TASK OBJECTIVE:
The records sit below. Return every line in them that holds the word "door".

SUPPLIED RECORDS:

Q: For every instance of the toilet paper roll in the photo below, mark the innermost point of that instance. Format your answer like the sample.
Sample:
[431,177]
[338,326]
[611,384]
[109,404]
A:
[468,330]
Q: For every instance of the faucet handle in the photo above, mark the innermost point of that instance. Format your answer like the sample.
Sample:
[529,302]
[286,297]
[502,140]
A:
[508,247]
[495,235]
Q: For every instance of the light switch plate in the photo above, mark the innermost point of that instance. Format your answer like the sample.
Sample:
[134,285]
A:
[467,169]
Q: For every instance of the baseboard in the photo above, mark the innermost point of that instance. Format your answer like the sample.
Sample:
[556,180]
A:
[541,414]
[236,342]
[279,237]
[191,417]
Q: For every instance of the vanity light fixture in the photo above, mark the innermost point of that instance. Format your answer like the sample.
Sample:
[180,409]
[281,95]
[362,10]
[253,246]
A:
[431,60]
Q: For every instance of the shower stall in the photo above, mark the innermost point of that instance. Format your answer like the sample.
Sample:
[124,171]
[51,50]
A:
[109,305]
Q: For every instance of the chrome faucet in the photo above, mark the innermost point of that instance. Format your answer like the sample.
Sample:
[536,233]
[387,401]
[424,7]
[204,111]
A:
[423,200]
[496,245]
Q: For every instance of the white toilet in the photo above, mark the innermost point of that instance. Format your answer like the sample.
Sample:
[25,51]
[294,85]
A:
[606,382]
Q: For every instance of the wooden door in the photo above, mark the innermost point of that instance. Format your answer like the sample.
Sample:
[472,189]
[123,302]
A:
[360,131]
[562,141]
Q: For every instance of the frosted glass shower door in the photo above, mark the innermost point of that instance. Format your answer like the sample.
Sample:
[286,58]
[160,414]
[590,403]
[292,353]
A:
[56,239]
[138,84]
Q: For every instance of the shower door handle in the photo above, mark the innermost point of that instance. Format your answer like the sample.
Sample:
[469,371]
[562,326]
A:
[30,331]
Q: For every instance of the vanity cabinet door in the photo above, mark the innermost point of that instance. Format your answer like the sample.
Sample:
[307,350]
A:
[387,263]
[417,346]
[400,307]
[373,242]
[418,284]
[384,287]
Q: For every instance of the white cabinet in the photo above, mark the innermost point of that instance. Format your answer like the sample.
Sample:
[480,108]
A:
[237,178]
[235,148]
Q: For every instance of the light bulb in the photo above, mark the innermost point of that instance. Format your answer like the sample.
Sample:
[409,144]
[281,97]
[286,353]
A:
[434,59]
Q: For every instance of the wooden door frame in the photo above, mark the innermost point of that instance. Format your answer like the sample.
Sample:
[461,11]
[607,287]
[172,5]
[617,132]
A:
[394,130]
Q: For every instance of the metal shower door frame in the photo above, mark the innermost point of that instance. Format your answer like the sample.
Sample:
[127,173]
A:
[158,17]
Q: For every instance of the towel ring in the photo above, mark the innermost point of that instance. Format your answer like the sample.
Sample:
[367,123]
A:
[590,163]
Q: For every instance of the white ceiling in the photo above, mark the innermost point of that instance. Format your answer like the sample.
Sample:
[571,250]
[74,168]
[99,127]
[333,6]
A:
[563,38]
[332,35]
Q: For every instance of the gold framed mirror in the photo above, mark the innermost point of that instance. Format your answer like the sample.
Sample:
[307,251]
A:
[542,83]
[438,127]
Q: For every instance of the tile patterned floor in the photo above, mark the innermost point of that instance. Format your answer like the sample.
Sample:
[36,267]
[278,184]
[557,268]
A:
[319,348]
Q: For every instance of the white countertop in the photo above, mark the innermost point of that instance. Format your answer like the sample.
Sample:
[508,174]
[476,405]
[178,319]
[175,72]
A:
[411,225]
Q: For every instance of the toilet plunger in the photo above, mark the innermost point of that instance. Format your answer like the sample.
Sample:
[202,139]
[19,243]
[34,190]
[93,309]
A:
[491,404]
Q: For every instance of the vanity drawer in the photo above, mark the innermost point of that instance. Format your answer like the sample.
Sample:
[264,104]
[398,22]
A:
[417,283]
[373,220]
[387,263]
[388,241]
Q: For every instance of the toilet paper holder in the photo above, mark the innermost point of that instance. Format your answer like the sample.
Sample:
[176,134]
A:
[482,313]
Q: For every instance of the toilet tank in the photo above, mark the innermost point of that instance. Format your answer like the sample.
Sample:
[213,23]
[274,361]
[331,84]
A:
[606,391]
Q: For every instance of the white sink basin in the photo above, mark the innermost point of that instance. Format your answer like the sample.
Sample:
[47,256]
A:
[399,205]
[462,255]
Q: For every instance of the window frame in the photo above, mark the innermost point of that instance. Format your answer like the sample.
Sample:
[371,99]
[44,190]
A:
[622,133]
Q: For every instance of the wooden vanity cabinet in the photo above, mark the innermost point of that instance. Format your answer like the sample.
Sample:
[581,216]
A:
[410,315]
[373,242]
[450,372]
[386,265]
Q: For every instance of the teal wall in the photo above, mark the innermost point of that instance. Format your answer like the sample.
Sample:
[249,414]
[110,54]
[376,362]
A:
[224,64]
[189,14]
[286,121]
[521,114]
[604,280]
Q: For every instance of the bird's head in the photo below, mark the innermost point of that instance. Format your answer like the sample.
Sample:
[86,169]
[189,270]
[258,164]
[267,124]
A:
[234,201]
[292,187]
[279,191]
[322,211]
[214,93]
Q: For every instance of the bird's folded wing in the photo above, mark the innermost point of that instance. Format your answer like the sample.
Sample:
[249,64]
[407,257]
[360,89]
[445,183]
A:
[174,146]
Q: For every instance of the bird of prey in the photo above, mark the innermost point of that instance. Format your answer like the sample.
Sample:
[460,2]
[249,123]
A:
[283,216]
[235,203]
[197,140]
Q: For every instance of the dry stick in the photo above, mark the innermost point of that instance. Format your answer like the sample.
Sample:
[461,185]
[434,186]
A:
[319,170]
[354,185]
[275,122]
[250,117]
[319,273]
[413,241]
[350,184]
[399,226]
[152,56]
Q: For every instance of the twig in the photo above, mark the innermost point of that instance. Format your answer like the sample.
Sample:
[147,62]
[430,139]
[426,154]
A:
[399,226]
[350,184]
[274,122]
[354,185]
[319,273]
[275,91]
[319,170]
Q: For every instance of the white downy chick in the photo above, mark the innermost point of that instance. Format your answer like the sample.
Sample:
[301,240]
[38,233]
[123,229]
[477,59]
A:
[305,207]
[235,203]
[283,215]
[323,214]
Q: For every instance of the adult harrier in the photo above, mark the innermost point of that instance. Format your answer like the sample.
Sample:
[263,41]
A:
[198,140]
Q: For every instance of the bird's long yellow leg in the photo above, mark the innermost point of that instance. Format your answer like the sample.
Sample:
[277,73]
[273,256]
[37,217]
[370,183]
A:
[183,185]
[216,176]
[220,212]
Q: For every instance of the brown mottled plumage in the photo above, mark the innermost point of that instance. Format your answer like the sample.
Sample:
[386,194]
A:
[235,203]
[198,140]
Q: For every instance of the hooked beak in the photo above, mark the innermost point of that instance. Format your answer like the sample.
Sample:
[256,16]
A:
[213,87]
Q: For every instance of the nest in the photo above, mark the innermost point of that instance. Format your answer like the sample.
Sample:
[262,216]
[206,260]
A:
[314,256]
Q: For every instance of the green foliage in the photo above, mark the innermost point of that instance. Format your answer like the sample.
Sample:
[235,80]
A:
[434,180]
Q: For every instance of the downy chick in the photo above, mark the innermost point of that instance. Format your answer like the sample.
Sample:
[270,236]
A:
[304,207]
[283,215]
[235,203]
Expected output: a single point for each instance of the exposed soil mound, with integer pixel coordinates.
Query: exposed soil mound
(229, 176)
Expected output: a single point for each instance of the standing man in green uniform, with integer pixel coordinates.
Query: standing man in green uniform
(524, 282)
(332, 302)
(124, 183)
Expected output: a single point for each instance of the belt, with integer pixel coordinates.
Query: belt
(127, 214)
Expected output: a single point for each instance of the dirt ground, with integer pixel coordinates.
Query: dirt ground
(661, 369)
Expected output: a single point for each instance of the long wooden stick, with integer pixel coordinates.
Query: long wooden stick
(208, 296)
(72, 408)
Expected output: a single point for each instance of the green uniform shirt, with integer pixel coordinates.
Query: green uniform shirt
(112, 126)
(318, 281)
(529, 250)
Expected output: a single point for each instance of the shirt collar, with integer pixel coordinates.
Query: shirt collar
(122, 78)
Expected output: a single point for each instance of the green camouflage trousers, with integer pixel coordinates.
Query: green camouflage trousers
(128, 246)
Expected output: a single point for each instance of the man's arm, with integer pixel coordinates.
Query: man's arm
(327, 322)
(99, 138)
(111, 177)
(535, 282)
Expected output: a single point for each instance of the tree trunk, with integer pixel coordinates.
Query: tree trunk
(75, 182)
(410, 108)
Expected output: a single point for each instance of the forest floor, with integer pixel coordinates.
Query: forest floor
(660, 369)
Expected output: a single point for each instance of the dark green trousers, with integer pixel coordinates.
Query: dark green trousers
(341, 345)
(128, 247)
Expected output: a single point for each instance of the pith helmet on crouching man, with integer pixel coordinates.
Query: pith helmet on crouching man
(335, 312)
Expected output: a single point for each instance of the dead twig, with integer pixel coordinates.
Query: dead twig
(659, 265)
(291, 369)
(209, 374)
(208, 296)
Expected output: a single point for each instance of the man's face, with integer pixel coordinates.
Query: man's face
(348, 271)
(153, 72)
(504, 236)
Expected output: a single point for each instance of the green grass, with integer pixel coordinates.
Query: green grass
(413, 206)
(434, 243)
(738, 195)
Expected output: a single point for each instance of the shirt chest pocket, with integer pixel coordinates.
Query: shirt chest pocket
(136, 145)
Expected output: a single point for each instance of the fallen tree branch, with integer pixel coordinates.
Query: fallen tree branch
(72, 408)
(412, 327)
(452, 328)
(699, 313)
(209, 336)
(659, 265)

SOLUTION TO THIS TASK:
Q: For every instance of the wooden door in the photo above, mark the innermost point of that instance. Format your answer like the sample.
Q: For every instance of the frosted glass shower door in the photo above, mark the innermost point of that instance. Format your answer like the sample.
Q: For every instance of the shower door handle in the photo above, mark the innermost point of that instance. Format your answer like the sample.
Q: For every instance of the vanity cabinet door in the photo above, mark the innermost point of that instance. Format your answer like the sample.
Q: For every instance of the wooden door frame in the photo above, mark the innermost point of that instance. Format your answer like the sample.
Q: For every instance of the metal shower door frame in the photo above, mark the innermost point of that instance. Format your answer like the sample.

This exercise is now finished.